— Task item —
Scan the material that follows for lines with "crosswalk". Answer with how many there are, nothing else.

— Data for analysis —
━━━━━━━━━━━━━━━━━━━━━━━━━━━━━━
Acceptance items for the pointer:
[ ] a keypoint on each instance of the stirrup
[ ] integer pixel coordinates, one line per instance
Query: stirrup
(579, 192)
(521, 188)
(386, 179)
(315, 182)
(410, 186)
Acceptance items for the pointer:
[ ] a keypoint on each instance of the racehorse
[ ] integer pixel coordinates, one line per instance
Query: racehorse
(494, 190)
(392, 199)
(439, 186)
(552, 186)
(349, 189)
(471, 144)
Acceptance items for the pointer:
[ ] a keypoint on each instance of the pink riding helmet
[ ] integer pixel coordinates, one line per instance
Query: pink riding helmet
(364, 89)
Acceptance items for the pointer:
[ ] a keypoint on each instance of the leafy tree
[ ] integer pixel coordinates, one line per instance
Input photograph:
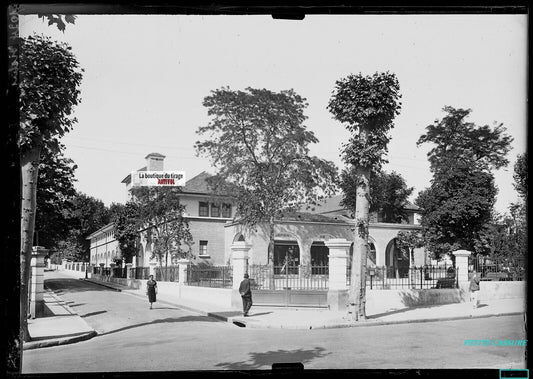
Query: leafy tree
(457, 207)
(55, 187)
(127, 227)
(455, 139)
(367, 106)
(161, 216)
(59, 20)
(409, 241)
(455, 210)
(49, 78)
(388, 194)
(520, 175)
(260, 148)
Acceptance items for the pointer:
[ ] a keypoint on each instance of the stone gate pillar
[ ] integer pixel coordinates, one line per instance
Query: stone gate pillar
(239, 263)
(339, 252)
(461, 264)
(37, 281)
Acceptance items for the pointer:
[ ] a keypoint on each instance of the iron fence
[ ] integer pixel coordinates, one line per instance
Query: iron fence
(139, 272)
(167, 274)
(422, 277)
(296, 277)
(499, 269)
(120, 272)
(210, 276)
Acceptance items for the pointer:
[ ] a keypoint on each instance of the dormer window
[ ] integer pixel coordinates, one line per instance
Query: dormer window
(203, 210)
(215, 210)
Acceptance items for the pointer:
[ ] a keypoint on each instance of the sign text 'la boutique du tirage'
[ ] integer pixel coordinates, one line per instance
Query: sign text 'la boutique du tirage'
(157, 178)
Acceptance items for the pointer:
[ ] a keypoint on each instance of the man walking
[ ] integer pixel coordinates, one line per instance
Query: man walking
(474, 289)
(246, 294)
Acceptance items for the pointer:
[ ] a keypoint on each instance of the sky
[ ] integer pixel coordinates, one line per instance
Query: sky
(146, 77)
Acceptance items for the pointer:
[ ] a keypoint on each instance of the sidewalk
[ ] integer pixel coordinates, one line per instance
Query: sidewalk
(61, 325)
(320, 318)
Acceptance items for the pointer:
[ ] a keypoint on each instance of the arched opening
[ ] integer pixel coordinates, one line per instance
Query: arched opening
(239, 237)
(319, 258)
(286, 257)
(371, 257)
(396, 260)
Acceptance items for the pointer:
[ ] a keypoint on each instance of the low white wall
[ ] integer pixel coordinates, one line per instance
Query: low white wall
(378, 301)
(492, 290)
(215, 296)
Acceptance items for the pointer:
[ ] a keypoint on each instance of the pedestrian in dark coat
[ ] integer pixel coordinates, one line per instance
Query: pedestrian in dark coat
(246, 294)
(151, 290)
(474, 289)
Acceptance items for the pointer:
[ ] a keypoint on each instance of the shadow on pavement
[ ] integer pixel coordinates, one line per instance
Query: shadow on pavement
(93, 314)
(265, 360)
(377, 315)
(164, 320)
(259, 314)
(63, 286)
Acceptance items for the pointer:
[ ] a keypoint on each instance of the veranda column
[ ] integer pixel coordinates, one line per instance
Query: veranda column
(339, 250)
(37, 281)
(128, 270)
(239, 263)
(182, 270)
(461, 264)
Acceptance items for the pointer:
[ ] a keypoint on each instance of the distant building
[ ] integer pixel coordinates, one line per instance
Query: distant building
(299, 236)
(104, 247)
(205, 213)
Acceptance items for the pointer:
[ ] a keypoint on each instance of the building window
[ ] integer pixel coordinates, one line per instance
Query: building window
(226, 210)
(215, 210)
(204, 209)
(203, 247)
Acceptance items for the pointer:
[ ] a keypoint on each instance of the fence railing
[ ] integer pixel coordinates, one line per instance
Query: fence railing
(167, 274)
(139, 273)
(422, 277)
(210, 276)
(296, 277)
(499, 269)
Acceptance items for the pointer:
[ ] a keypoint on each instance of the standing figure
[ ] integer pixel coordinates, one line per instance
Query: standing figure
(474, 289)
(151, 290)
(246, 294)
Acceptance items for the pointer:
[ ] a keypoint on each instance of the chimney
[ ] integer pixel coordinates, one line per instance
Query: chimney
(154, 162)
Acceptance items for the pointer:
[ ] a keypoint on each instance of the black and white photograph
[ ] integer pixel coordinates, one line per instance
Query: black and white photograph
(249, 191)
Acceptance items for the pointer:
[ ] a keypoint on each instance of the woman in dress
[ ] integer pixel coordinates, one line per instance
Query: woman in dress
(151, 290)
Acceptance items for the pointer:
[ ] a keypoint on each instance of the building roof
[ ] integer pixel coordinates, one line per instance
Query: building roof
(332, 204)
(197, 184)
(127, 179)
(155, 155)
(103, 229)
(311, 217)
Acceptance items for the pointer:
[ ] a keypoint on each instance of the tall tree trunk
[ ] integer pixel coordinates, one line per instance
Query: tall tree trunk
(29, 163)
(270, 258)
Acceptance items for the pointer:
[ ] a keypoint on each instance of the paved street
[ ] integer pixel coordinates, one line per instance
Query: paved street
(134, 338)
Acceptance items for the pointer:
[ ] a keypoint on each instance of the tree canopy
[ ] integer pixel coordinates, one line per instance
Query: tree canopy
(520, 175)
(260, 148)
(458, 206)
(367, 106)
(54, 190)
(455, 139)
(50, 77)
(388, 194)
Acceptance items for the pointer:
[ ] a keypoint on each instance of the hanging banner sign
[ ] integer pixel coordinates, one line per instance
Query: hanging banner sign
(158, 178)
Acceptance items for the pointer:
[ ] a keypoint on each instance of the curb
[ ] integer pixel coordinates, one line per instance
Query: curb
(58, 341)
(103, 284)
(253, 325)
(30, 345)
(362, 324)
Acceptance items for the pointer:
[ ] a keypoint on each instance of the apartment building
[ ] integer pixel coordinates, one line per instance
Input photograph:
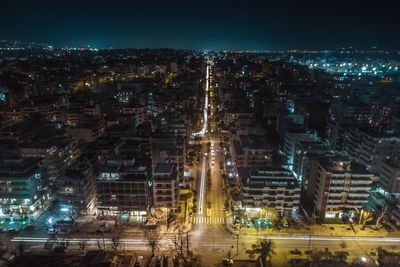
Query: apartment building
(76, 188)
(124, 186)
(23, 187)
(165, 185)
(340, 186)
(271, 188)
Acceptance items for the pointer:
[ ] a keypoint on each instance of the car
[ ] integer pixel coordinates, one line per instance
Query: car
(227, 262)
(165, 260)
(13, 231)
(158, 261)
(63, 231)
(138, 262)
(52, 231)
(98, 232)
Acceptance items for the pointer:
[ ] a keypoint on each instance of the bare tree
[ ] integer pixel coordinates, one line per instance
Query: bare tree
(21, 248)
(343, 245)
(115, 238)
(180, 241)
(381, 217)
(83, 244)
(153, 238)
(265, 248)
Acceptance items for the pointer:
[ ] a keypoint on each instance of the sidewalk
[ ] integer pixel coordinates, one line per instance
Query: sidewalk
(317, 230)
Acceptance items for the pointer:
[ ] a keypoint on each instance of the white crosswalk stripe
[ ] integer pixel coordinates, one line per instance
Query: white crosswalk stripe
━━━━━━━━━━━━━━━━━━━━━━━━━━━━━━
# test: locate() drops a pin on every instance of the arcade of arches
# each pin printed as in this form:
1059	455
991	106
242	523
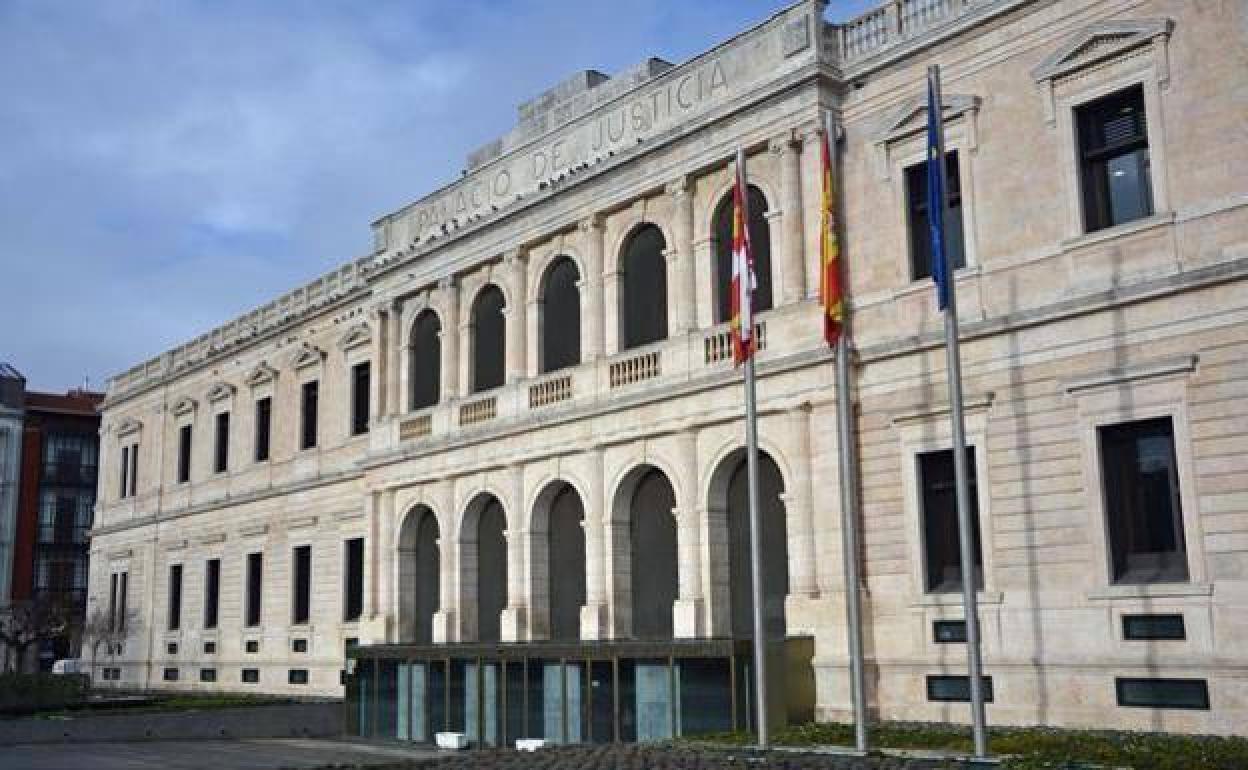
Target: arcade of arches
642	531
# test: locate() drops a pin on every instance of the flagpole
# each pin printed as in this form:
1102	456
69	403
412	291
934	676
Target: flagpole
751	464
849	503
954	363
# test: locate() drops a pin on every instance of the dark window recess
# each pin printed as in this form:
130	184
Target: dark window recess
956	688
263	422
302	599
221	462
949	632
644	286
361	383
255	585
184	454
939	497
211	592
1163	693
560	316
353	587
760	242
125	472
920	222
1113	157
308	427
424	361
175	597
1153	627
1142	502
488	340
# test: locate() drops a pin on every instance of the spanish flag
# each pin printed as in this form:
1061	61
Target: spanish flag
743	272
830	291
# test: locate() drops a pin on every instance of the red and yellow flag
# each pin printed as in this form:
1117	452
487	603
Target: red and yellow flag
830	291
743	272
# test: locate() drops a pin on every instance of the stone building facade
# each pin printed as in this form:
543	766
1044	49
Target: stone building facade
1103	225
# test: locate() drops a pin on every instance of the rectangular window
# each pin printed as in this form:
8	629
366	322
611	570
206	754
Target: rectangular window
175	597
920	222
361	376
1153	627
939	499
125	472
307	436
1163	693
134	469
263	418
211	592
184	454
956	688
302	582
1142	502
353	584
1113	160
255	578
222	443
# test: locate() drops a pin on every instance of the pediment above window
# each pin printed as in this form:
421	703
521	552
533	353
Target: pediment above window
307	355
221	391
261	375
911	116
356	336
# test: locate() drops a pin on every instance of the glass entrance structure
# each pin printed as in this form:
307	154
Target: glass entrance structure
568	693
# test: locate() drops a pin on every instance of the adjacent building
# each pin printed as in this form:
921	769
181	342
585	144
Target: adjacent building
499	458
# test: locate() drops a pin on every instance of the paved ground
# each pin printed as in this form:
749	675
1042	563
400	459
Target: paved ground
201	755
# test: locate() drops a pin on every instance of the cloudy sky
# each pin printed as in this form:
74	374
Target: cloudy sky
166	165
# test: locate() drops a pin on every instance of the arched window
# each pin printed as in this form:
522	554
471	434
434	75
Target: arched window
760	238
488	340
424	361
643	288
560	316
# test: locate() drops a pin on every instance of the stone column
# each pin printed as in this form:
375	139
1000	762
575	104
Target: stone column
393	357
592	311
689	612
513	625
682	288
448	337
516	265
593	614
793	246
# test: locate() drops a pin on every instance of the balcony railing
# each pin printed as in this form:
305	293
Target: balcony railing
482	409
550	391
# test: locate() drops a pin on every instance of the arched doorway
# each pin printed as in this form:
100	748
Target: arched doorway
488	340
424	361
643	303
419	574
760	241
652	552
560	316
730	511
━━━━━━━━━━━━━━━━━━━━━━━━━━━━━━
— Written response —
2